— start Records supplied —

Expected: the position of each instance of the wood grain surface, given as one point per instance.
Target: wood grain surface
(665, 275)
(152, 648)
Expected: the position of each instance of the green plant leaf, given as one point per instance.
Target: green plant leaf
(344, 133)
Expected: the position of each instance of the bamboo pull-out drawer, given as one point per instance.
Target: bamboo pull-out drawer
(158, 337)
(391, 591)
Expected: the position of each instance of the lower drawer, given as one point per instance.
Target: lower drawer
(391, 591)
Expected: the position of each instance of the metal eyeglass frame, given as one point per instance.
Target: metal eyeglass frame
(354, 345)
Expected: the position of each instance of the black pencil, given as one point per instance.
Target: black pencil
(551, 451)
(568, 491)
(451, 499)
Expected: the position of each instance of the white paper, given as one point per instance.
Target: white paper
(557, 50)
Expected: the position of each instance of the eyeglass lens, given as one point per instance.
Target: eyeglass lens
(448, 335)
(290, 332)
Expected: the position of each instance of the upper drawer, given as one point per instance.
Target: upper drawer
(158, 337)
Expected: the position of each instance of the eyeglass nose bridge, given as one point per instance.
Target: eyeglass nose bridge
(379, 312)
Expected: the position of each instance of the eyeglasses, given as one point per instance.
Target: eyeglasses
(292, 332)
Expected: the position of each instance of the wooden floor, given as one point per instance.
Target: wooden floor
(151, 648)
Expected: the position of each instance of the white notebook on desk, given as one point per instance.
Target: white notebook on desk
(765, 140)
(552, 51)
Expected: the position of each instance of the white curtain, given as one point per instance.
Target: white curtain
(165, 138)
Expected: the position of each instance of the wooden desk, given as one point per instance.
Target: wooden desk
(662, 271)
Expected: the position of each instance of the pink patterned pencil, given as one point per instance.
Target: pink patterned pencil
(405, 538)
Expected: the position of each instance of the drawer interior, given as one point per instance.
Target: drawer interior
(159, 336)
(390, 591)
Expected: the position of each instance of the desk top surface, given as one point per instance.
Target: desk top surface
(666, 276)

— end Records supplied —
— start Records supplied —

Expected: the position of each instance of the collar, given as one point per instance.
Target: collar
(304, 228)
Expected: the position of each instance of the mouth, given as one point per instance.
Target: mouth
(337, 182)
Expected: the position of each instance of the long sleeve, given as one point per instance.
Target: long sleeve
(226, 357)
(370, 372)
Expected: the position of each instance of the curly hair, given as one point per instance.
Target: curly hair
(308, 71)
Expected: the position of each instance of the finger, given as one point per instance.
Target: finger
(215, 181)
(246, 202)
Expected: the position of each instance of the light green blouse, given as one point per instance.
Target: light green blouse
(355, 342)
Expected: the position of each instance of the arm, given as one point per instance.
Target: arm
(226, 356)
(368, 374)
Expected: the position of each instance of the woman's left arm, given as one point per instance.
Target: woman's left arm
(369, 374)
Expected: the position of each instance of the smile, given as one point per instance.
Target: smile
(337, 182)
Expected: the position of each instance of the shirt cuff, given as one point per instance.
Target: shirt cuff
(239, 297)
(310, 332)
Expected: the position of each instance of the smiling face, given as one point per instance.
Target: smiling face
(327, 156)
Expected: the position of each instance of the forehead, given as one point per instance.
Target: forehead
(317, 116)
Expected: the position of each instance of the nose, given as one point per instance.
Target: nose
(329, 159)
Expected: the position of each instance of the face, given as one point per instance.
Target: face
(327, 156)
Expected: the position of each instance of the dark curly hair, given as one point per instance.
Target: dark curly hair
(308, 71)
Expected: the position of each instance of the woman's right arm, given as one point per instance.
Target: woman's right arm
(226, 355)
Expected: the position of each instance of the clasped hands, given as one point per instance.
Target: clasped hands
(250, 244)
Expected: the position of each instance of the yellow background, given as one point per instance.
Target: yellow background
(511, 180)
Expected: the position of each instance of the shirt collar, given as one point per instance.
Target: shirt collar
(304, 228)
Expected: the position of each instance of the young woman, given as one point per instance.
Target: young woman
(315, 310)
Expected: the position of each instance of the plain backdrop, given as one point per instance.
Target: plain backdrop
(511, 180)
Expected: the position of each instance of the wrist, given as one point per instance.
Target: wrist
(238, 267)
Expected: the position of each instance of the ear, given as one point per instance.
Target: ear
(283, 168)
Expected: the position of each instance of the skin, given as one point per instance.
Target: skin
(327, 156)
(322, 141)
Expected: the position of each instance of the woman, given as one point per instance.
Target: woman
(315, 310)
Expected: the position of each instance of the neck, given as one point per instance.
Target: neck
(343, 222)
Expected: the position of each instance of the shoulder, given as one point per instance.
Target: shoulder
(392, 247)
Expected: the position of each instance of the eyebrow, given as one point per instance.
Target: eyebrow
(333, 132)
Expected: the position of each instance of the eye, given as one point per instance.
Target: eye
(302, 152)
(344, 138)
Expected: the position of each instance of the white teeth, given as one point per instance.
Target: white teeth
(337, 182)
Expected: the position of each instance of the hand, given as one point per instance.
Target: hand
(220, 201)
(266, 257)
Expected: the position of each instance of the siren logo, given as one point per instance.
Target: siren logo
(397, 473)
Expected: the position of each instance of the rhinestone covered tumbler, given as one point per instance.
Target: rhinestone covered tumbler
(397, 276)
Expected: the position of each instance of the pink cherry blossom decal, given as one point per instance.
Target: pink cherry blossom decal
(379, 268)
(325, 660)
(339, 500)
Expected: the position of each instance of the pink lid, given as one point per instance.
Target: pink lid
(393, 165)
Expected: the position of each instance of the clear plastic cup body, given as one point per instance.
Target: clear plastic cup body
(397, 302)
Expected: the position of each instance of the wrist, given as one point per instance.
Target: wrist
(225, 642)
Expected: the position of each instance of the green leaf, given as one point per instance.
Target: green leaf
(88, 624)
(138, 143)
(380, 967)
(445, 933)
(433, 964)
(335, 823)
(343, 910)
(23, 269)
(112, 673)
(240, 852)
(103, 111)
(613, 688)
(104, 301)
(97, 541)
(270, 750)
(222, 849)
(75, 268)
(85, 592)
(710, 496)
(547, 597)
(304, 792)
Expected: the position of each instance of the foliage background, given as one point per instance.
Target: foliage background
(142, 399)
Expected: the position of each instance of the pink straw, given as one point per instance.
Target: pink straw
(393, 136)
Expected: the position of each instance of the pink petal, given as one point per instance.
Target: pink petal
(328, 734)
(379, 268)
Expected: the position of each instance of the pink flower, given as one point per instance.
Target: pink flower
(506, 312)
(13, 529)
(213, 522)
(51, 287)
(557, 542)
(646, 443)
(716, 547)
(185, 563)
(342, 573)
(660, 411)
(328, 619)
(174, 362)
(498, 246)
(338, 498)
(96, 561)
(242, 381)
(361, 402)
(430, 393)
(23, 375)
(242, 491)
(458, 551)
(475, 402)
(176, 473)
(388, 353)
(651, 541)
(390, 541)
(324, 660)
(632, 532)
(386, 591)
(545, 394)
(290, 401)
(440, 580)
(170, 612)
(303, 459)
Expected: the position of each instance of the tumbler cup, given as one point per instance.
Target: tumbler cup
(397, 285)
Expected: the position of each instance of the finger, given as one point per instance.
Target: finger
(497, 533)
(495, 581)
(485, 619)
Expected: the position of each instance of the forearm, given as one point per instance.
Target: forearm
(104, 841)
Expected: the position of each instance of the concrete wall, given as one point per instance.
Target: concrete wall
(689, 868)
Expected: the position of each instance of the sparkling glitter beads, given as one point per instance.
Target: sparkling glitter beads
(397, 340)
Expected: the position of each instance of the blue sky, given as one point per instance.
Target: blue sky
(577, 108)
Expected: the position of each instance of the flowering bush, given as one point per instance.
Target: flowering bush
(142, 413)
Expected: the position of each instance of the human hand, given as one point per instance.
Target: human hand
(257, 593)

— end Records supplied —
— start Records supplied —

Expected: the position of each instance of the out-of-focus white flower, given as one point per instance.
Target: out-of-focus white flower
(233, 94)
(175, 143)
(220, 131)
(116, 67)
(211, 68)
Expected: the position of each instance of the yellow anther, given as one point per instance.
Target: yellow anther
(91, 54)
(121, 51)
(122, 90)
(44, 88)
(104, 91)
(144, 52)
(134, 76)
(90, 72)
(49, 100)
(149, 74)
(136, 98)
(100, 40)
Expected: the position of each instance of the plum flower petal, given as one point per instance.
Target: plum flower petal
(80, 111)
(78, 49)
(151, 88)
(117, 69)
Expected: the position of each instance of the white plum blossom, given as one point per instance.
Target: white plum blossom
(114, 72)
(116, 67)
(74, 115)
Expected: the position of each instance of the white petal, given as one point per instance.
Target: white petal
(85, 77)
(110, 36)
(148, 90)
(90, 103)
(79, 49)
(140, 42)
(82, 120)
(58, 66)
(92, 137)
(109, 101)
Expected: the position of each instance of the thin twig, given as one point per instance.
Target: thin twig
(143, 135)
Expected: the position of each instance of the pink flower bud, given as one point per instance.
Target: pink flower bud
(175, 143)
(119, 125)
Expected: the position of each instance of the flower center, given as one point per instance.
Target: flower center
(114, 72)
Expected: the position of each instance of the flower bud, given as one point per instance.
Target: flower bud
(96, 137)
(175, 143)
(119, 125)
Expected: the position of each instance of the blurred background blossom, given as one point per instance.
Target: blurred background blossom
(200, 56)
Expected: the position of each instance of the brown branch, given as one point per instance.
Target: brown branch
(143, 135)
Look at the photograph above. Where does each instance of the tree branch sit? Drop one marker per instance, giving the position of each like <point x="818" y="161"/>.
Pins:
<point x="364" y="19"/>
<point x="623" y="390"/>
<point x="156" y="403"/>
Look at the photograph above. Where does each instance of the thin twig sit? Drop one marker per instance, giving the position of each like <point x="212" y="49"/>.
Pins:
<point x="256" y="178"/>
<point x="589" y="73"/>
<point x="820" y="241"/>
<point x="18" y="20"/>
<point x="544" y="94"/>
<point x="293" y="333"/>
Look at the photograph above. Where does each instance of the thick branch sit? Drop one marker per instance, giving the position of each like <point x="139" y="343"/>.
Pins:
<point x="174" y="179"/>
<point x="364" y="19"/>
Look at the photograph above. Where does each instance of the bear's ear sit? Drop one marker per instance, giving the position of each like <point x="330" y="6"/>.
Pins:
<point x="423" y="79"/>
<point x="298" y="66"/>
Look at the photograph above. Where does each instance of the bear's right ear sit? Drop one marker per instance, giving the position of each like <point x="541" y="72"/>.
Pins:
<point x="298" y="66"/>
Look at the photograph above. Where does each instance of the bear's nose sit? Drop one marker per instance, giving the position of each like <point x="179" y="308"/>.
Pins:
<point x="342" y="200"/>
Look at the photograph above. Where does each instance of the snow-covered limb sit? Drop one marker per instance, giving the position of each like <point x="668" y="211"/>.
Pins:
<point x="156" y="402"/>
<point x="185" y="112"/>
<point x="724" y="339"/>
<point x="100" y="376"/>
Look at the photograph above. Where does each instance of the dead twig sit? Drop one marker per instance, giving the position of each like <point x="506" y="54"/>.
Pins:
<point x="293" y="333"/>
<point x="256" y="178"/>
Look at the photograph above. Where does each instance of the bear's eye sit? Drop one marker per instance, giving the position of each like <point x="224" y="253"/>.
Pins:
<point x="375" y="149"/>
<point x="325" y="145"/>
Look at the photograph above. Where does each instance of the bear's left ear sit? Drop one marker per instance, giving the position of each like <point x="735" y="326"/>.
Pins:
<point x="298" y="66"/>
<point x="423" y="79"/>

— end Records supplied —

__Stated exercise__:
Please return every line of the records above that contains the word "paper".

__Full output__:
Expected: the position of each instance of the white paper, given as one point per instance.
Target: white paper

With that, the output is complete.